• **TEXT EXTRACT**:
┏━━

30-year-old’s career has been filled with less than positive forecasts

Published 12:00 am Friday, January 17, 2014

SALISBURY — An economist with Wells Fargo Securities said delivering his 2014 economic outlook to the Rowan County Chamber of Commerce on Thursday was a new experience.
Not because he had never spoken in public before.
“This is my first time giving a presentation when I feel optimistic about the U.S. economy,” said Michael Wolf, 30. “So this is a little weird.”
The economy is moving in the right direction, said Wolf, who joined Wells Fargo in April after a year with Moody’s Analytics. He predicted the national economy would grow by 2.8 percent in 2014, less than the desired 3 percent to 3.5 percent but more than the 2 percent growth in 2013.
With apologies to elected officials in the audience, Wolf said government is the biggest drag on the economy and will not start contributing until the end of 2015.
While state and national unemployment rates have decreased significantly, the change is due in part to people dropping out of the workforce, Wolf said. There are fewer people employed now than in 2007 in the U.S. and North Carolina, he said.
Wolf, who works in Charlotte, predicted the housing recovery will continue, with home prices and mortgage interest rates increasing at a slow pace.
Wolf noted the federal government’s “massive” budget deficit but said the larger problem is the lack of a plan to do anything about the debt.
“We really need at the federal level just a plan,” he said, whether that includes increasing revenue, cutting spending or both.
Wolf predicted that businesses, which are flush with cash, will hire more workers and buy new equipment in 2014, which could mean additional orders for Rowan County manufacturers. After businesses suffered huge losses during the recession, the average age of industrial equipment is now the oldest it has been since the early 1990s.

┗━━

• **PROBLEM SET**:
1 – Return the part of the economic outlook article starting at "Published 12:00 am" and ending at "growth in 2013.", copied word for word.
2 – Carry the article on the 2014 economic outlook further, picking up after its final sentence.

• **DATASET CONTENT**:

┏━━

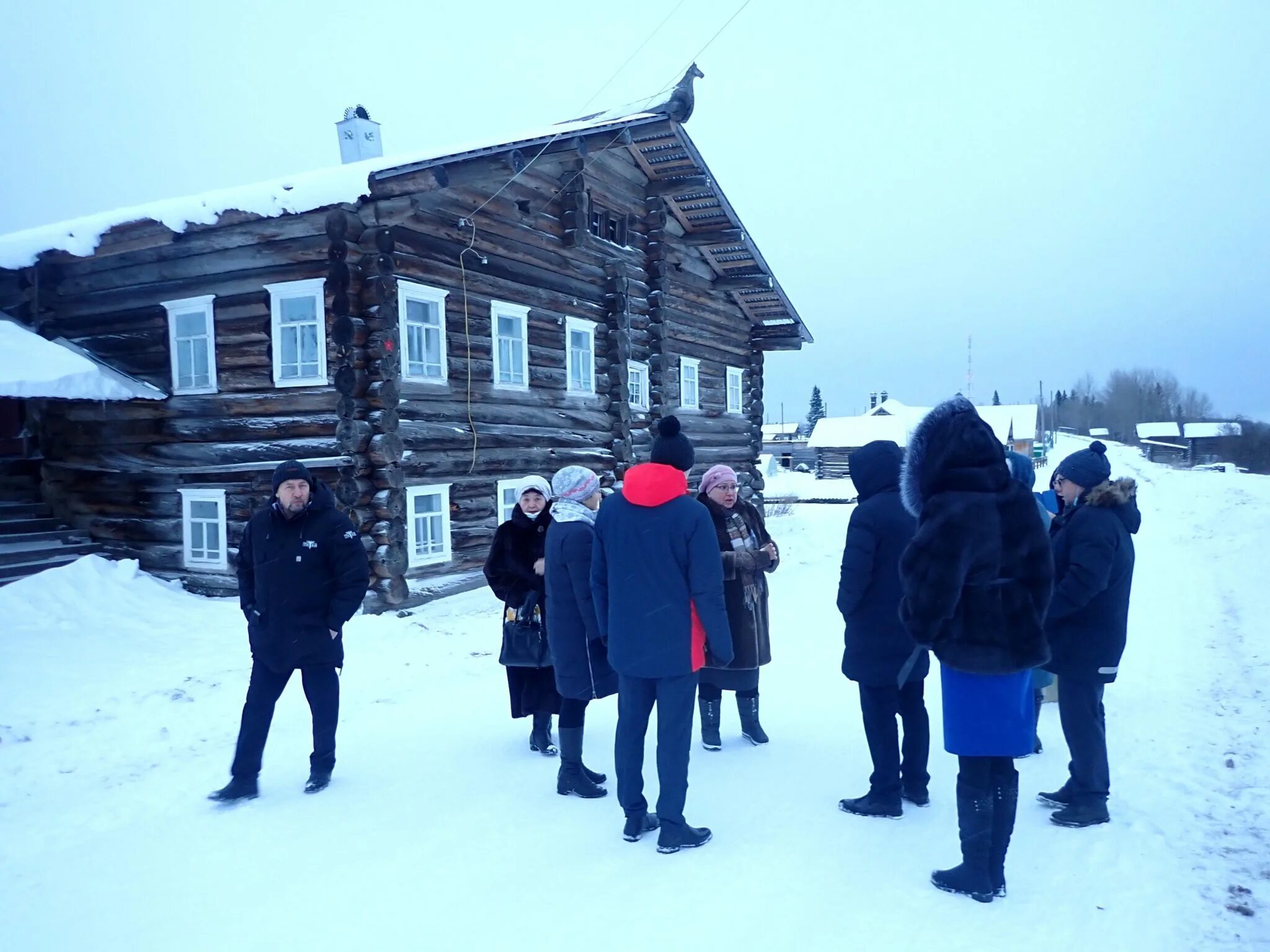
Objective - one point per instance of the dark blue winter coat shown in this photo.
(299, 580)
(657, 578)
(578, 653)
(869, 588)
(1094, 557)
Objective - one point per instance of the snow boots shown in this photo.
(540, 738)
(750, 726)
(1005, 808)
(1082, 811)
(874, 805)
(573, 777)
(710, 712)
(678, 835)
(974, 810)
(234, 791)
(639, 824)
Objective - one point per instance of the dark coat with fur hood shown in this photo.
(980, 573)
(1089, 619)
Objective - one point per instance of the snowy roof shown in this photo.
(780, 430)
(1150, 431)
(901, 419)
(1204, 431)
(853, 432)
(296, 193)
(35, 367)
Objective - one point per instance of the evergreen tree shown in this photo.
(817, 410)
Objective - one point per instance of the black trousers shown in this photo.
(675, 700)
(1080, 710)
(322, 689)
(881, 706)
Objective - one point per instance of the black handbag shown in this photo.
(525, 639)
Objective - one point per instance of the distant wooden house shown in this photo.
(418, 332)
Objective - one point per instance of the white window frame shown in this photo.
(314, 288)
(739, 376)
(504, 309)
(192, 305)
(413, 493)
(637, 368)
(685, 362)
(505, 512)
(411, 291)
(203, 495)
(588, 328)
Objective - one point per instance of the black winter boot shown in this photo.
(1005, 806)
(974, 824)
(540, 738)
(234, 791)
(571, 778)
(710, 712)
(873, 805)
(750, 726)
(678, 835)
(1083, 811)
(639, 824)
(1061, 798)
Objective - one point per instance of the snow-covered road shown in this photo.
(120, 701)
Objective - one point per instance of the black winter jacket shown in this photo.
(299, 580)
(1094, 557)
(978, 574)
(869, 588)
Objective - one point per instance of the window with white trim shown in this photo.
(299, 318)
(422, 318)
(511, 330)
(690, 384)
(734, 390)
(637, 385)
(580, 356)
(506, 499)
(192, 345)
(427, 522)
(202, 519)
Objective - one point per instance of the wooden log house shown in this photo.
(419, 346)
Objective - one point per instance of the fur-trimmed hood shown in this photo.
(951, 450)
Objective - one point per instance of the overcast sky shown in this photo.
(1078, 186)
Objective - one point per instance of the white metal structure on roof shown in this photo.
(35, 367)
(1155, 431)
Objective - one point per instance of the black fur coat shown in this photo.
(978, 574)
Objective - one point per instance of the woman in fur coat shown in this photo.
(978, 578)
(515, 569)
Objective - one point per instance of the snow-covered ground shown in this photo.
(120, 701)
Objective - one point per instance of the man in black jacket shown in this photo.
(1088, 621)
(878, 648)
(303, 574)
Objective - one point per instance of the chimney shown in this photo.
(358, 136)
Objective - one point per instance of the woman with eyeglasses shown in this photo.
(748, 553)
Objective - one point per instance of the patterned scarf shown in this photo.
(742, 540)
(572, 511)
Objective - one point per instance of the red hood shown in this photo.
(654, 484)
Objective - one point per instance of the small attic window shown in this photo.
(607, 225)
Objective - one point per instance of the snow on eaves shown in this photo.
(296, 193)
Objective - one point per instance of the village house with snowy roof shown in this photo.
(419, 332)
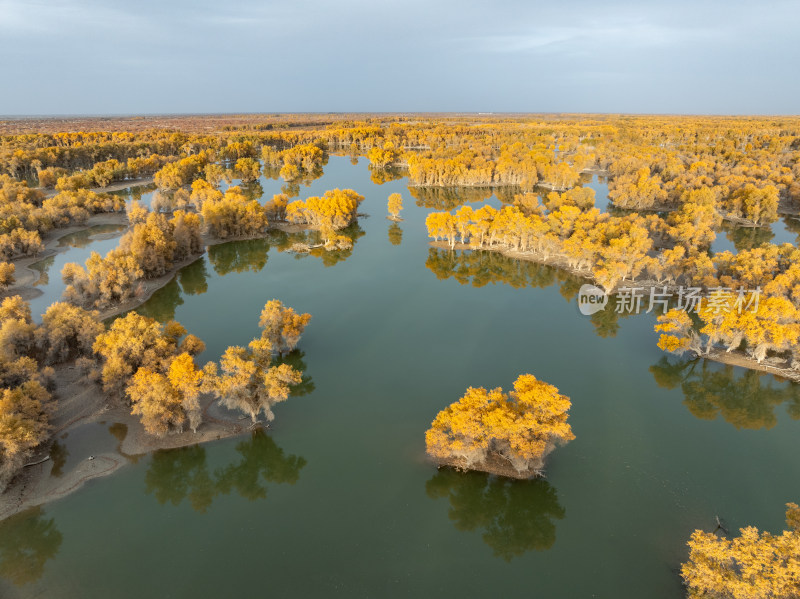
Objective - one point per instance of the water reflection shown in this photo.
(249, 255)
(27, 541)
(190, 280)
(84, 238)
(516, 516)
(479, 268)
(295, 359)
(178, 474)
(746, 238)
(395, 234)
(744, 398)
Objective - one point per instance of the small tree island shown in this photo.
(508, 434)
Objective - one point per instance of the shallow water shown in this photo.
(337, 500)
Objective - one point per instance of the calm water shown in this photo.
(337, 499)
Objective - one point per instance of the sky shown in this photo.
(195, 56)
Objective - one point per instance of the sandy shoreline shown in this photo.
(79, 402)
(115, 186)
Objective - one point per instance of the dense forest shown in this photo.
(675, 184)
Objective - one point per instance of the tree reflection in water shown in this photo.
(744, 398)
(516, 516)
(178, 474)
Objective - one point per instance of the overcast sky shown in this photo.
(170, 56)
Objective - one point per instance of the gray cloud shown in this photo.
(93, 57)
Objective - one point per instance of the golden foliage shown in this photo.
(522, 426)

┗━━
┏━━

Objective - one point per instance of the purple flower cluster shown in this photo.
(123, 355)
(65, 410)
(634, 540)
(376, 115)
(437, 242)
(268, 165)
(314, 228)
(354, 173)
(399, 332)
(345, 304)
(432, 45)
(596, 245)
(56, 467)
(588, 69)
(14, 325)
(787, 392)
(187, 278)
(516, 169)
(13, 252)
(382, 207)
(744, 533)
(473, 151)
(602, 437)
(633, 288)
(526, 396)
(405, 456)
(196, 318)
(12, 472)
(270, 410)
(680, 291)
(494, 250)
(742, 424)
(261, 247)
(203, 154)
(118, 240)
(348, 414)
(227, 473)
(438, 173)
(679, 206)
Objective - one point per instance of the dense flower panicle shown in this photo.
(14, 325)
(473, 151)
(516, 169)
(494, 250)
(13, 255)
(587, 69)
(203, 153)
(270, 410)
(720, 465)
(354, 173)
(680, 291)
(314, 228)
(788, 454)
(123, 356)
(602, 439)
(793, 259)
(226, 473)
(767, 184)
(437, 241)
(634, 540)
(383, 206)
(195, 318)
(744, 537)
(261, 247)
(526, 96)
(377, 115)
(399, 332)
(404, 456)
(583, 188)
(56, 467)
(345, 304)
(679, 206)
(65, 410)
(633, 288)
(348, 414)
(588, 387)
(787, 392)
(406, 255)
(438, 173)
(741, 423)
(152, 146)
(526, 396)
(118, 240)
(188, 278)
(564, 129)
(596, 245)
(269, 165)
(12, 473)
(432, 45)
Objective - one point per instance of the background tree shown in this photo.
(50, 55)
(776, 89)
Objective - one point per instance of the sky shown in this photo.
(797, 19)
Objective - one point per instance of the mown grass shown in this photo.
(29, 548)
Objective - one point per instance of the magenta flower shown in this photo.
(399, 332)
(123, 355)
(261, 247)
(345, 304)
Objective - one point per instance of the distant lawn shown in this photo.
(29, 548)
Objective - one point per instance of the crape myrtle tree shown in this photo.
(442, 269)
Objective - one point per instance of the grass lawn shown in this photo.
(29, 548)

┗━━

• **SOLVED TASKS**:
1 –
Published 12:00 am Friday, January 17, 2014

SALISBURY — An economist with Wells Fargo Securities said delivering his 2014 economic outlook to the Rowan County Chamber of Commerce on Thursday was a new experience.
Not because he had never spoken in public before.
“This is my first time giving a presentation when I feel optimistic about the U.S. economy,” said Michael Wolf, 30. “So this is a little weird.”
The economy is moving in the right direction, said Wolf, who joined Wells Fargo in April after a year with Moody’s Analytics. He predicted the national economy would grow by 2.8 percent in 2014, less than the desired 3 percent to 3.5 percent but more than the 2 percent growth in 2013.

2 –
Business owners now list taxes and regulation as their top problems, rather than fears about sales, which signals recovery, Wolf said.
Consumer consumption will continue to grow at a modest 2.5-percent pace due to a relatively weak labor market, Wolf said. He noted the recovery has not been evenly distributed between the rich and the poor, and only people who earn more than $100,000 are reporting positive consumer confidence.
The decreasing unemployment rate — down to 6.7 percent in December — overstates the health of the labor market, Wolf said. While the economy has been creating about 180,000 jobs a month for the past two years, much of the perceived improvement in unemployment actually reflects people who have given up looking for a job, he said.
The labor force participation rate continues to fall, down to 62.8 percent in December, according to the U.S. Department of Labor.
“Every economist is baffled by it,” Wolf said. “No one thought the labor force participation rate would drop this far and our unemployment rate would be this low because of it.”
Underemployment continues to be a problem as well, he said. The number of people who would like to work full-time but can only find part-time jobs remained stubbornly high at 7.65 million in December.
In North Carolina, the workforce is 2 percent smaller than in 2007, but Wolf predicted the state would catch up to the nation’s 1 percent smaller workforce in the next six months.
Wolf recommended taking the monthly unemployment rate release with a grain of salt.
“It’s always a little dodgy,” he said.
The economy in North Carolina is expanding, and most industries in the state are doing well, Wolf said.
“There is a lot to be hopeful about in 2014,” he said.
Still, not everyone is experiencing the economic recovery.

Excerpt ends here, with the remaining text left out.